** Material supplied follows **

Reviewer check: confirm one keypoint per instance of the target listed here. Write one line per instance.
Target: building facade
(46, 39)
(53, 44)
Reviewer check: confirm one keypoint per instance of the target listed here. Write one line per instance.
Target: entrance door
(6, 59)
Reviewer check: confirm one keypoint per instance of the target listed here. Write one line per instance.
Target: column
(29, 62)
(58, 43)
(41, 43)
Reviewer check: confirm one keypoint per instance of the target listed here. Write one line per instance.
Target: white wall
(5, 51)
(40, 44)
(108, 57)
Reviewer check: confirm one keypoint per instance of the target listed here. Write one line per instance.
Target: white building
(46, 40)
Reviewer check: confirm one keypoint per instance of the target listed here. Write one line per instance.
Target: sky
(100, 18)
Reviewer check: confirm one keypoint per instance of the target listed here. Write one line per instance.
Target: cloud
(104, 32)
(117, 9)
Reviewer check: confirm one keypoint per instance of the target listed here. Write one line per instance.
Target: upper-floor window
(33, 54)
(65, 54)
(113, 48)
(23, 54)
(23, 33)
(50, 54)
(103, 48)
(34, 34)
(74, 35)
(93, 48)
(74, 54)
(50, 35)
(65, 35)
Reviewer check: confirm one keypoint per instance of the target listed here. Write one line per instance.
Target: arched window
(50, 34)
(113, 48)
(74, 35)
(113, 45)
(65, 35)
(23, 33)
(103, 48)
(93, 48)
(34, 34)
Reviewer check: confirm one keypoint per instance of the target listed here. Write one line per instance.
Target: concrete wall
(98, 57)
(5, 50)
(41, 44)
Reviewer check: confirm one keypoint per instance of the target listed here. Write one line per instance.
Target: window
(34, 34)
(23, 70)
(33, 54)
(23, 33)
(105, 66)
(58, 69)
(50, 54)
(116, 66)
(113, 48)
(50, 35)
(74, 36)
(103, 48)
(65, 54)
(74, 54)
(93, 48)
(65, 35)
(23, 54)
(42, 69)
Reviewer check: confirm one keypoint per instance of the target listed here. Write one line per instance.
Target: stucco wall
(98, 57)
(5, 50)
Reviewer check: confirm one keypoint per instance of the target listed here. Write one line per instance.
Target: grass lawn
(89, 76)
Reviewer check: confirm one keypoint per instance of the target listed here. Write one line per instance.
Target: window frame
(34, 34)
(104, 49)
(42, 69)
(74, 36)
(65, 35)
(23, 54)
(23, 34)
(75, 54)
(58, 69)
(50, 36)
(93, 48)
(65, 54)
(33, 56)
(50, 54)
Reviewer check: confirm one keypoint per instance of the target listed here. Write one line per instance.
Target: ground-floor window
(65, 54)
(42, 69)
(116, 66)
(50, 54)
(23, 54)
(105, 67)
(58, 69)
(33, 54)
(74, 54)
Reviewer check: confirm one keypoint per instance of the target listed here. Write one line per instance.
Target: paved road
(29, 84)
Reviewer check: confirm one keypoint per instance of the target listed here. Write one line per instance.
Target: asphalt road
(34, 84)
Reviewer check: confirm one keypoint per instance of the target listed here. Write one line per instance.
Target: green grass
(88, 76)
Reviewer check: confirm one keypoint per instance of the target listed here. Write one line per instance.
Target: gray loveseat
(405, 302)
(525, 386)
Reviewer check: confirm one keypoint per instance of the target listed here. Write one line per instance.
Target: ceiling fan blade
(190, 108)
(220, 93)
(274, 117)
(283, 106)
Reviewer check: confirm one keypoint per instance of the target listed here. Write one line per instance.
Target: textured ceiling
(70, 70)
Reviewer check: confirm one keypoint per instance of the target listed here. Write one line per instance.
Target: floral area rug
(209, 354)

** End of Material supplied **

Copy the entire listing above, line for line, exactly.

Worked solution.
Reviewer check: confirm one keypoint per instance of the target listed here. Write one line per instance.
Target: building facade
(46, 39)
(53, 44)
Reviewer check: confirm one keypoint per instance of the target listed here. Write one line per instance.
Target: entrance door
(6, 59)
Reviewer check: confirm one keypoint per instance of the target listed here. Write one line per instance.
Target: column
(29, 62)
(58, 43)
(41, 43)
Reviewer check: confirm one keypoint per instance of the target listed here. Write one line per instance.
Target: white wall
(5, 51)
(40, 44)
(108, 57)
Reviewer check: confirm one keypoint per instance of the target listed here. Write one line per instance.
Target: white building
(46, 40)
Reviewer check: confirm one keypoint per instance of the target listed here. Write one line per instance.
Target: sky
(100, 18)
Reviewer check: confirm one keypoint per instance of the target listed here. Write one line per instance.
Target: cloud
(104, 32)
(117, 9)
Reviewer check: confirm one keypoint per instance of the target listed here. Write one line per instance.
Target: upper-floor window
(33, 54)
(65, 54)
(113, 48)
(23, 54)
(23, 33)
(50, 54)
(103, 48)
(34, 34)
(74, 35)
(93, 48)
(74, 54)
(50, 35)
(65, 35)
Reviewer check: confirm one keypoint per instance of the target listed here. Write one line per instance.
Target: arched window
(50, 34)
(113, 48)
(74, 35)
(113, 45)
(65, 35)
(23, 33)
(103, 48)
(93, 48)
(34, 34)
Reviewer check: confirm one keypoint per instance of the target listed here. Write one line per instance.
Target: concrete wall
(98, 57)
(5, 50)
(41, 44)
Reviewer check: confirm one keypoint per instance of the target listed here. Write one line per instance.
Target: window
(34, 34)
(23, 70)
(33, 54)
(23, 33)
(105, 66)
(58, 69)
(50, 54)
(116, 66)
(113, 48)
(50, 35)
(74, 36)
(103, 48)
(65, 54)
(74, 54)
(93, 48)
(65, 35)
(23, 54)
(42, 69)
Reviewer check: confirm one keypoint per instance of the target listed here. Write one line per instance.
Target: stucco wall
(98, 57)
(5, 50)
Reviewer check: confirm one keypoint per instance of the target listed here. Write one line per instance.
Target: grass lawn
(89, 76)
Reviewer check: confirm one keypoint per instance of the target listed here. Write one line per instance.
Target: window frame
(34, 34)
(104, 49)
(42, 69)
(74, 36)
(65, 35)
(23, 54)
(23, 34)
(75, 54)
(58, 69)
(50, 36)
(93, 48)
(65, 54)
(33, 56)
(50, 54)
Reviewer check: confirm one keypoint per instance of the target listed here. Write one line per instance.
Target: ground-floor window
(65, 54)
(42, 69)
(116, 66)
(50, 54)
(23, 54)
(105, 67)
(58, 69)
(33, 54)
(74, 54)
Reviewer check: confirm one keypoint per instance of the target listed here. Write one line per instance.
Target: paved road
(29, 84)
Reviewer check: confirm one keypoint per instance of the target listed here. Write one line per instance.
Target: asphalt road
(34, 84)
Reviewer check: confirm one keypoint per instance of the target listed here. Write one line per instance.
Target: green grass
(88, 76)
Reviewer check: confirm one keypoint per instance of the target listed here. Write one line per instance.
Target: gray loveseat
(405, 302)
(525, 386)
Reviewer check: confirm one keypoint per instance of the target listed here. Write one line per instance.
Target: ceiling fan blade
(190, 108)
(220, 93)
(274, 117)
(283, 106)
Reviewer check: confirm one keypoint per instance of the target listed here. Write one line per instance.
Target: textured ceiling
(70, 70)
Reviewer check: confirm one keypoint per instance of the target listed here. Write one line per instance.
Target: floral area rug
(209, 354)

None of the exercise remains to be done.